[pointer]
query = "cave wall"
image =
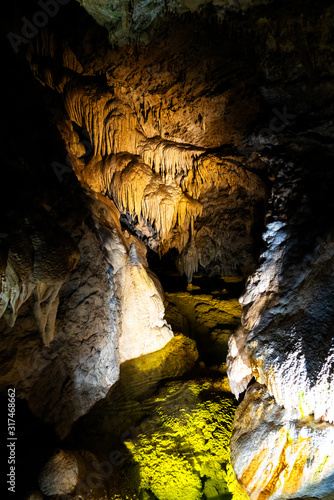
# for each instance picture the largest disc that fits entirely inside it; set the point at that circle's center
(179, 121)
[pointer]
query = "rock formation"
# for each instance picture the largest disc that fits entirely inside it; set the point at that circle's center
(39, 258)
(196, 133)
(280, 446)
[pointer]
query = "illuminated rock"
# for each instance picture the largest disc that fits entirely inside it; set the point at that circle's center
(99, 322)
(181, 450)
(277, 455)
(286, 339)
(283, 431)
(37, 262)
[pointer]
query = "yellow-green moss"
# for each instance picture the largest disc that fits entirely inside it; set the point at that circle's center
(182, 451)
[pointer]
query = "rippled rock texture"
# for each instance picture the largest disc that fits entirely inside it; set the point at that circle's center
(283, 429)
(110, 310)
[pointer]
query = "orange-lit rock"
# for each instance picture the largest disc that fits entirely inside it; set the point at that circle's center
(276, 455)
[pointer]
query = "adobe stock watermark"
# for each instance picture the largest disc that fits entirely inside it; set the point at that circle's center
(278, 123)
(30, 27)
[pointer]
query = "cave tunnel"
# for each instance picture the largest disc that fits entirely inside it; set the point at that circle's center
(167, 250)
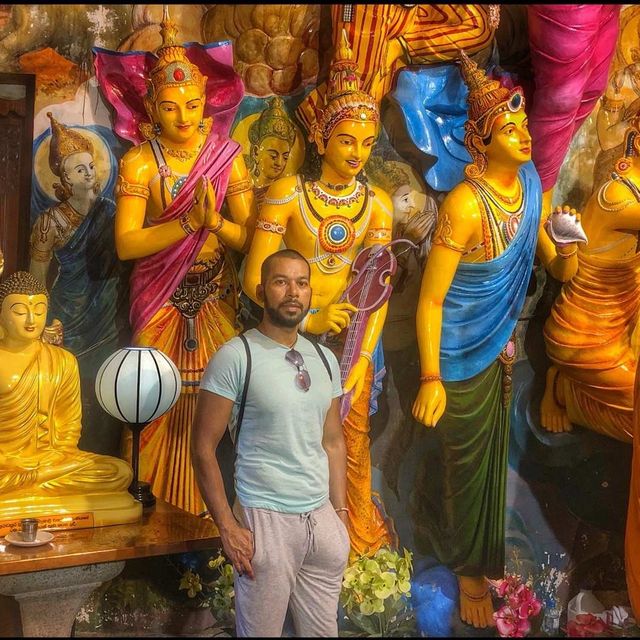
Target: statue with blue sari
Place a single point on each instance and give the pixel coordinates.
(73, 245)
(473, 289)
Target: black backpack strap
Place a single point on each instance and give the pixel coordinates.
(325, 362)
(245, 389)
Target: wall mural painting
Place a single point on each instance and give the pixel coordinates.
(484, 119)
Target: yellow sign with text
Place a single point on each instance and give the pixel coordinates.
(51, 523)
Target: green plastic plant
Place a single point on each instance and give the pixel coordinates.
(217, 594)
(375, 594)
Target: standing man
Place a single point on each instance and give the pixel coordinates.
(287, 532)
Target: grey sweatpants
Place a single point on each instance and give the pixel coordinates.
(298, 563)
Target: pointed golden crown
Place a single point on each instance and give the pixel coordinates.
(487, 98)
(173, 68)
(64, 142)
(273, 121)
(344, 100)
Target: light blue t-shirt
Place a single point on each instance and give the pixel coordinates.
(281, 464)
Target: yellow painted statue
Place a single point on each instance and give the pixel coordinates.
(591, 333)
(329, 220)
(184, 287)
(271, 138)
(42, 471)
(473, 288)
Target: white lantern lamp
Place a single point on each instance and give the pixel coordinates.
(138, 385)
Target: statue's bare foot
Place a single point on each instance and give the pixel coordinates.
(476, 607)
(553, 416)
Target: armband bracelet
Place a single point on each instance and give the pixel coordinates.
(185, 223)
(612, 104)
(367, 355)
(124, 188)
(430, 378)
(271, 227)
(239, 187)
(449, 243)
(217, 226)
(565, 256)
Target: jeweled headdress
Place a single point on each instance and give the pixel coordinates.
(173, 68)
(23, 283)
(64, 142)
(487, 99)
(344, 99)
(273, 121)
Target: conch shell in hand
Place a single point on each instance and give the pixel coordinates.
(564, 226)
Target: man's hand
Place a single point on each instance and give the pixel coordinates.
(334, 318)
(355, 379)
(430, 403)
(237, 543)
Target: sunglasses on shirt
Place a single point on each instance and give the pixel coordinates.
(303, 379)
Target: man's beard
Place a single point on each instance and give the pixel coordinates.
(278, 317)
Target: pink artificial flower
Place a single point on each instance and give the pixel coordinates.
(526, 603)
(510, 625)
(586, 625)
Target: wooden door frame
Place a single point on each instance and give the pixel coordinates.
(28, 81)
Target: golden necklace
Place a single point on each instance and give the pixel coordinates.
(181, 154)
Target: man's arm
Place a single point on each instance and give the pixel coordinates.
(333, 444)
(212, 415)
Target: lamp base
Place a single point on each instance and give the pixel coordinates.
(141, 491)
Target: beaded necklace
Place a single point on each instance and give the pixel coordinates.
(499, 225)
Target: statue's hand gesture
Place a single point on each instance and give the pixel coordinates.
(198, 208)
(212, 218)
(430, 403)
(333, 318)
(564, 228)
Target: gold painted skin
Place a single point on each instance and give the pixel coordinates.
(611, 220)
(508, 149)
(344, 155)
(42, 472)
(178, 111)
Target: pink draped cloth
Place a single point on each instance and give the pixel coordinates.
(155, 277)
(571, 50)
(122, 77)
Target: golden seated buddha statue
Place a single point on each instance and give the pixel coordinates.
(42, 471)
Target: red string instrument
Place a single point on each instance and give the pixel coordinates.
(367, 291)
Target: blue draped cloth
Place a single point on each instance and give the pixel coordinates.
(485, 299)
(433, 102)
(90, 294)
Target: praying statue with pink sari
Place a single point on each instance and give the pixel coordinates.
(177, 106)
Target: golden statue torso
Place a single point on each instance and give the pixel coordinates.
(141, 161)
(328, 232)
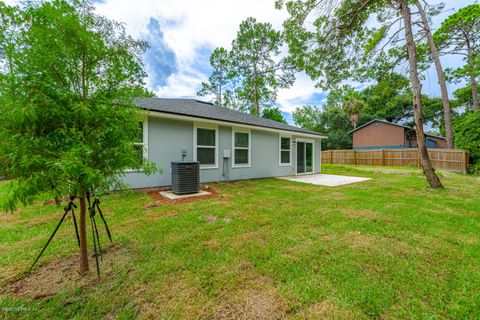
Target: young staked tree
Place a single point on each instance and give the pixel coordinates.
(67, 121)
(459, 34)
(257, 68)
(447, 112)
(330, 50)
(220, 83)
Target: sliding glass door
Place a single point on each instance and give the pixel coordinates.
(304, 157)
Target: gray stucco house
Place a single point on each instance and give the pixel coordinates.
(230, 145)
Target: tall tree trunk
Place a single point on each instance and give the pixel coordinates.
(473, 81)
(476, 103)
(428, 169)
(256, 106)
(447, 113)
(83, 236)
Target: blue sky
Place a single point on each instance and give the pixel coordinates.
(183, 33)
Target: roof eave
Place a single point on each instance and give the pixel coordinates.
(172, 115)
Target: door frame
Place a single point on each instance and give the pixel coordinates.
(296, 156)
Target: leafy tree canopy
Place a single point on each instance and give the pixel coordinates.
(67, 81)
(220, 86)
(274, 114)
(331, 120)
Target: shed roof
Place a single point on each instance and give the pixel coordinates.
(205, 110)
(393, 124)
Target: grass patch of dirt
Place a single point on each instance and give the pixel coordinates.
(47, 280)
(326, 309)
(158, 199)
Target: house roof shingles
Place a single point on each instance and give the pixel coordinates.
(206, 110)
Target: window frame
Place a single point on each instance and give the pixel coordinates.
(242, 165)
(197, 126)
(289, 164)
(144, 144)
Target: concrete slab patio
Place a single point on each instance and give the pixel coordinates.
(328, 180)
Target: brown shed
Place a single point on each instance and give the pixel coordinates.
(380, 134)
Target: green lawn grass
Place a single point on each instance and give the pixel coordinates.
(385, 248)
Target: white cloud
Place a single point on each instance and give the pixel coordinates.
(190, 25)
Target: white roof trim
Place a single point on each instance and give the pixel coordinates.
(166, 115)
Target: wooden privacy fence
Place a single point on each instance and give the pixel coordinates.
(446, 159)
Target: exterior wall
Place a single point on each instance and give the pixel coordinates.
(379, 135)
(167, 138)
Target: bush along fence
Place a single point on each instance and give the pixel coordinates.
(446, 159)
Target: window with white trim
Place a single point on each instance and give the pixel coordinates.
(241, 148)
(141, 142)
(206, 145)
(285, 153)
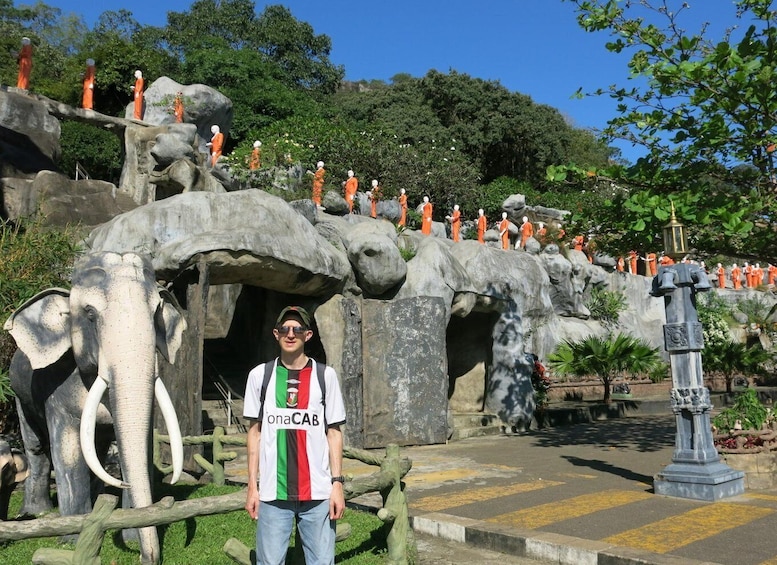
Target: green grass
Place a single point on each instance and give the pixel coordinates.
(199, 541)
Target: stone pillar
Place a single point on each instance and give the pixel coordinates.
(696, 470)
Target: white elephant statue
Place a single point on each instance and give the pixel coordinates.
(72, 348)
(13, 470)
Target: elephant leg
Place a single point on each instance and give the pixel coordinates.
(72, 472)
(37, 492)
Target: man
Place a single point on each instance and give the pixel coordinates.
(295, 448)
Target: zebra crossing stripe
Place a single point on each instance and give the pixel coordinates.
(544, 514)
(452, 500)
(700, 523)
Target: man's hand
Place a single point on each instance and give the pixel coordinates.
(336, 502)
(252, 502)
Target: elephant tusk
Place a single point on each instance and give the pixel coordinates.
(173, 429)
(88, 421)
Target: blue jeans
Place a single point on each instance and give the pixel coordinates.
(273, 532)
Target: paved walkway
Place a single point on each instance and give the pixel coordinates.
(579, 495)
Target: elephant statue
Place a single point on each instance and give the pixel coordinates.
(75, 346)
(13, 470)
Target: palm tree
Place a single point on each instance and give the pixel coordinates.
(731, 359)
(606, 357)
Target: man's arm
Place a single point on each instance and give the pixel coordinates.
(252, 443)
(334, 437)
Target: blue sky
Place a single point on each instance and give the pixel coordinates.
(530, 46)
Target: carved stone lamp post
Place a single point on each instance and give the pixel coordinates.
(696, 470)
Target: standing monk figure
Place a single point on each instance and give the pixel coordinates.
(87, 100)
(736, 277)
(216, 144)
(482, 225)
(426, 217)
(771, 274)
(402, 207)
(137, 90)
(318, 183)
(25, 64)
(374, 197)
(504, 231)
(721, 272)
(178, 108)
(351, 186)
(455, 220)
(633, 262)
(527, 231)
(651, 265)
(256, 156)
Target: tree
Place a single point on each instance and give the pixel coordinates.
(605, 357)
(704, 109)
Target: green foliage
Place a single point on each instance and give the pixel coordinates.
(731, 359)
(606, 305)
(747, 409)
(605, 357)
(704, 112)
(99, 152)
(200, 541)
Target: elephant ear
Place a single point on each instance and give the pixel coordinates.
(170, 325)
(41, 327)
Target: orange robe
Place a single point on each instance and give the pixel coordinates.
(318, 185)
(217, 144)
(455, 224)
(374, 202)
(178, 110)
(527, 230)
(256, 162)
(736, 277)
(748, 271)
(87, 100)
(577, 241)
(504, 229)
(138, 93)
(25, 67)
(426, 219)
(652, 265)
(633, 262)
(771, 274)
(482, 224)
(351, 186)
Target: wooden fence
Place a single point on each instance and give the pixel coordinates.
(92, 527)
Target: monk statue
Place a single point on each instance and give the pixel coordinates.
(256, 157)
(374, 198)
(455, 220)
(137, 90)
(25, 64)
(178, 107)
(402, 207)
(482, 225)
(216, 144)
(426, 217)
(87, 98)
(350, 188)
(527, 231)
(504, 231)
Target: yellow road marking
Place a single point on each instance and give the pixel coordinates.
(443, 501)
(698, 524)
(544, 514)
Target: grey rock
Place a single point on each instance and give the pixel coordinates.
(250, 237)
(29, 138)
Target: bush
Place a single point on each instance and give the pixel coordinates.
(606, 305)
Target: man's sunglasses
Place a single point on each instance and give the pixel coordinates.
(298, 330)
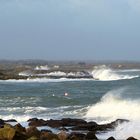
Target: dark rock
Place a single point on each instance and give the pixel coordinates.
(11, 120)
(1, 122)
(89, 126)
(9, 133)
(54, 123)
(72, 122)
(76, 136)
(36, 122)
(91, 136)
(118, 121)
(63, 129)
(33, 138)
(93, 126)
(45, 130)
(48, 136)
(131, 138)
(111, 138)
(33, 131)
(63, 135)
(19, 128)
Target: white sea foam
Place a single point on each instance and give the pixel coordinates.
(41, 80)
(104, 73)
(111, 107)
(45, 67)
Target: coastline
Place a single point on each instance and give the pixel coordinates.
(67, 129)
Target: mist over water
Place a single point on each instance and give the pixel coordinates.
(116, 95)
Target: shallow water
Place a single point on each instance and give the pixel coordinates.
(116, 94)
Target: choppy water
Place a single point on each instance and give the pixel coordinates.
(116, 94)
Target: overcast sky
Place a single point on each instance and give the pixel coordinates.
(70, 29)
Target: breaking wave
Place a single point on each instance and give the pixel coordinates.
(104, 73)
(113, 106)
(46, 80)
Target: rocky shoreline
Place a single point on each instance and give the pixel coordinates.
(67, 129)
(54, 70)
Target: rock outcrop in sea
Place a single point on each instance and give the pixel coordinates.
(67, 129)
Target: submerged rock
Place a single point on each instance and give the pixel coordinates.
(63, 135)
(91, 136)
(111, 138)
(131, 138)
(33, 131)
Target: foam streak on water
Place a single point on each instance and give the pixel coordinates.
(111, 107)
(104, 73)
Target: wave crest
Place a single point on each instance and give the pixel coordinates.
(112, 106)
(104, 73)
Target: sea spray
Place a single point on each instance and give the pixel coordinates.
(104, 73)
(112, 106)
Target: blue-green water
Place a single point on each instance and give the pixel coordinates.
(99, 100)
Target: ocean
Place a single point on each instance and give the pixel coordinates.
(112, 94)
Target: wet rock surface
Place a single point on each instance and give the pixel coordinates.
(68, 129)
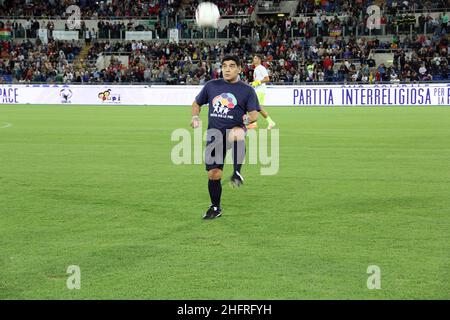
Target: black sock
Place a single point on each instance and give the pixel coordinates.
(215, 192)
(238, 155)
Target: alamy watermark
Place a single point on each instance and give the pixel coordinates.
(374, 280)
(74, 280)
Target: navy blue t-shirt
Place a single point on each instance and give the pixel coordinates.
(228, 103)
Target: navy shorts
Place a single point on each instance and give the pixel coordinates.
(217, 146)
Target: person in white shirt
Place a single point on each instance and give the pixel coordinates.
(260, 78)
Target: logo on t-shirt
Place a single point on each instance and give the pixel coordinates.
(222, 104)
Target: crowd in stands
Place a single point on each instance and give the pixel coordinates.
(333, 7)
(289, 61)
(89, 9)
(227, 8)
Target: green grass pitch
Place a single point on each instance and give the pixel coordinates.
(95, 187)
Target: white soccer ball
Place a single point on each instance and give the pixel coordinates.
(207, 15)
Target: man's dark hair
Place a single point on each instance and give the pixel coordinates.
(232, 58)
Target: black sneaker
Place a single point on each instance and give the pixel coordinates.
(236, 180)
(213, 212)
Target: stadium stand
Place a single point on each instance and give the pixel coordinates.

*****

§ REQUIRED WORK
How many lines in the listing above contain "green"? Answer with the number alone.

§ EXERCISE OUTPUT
7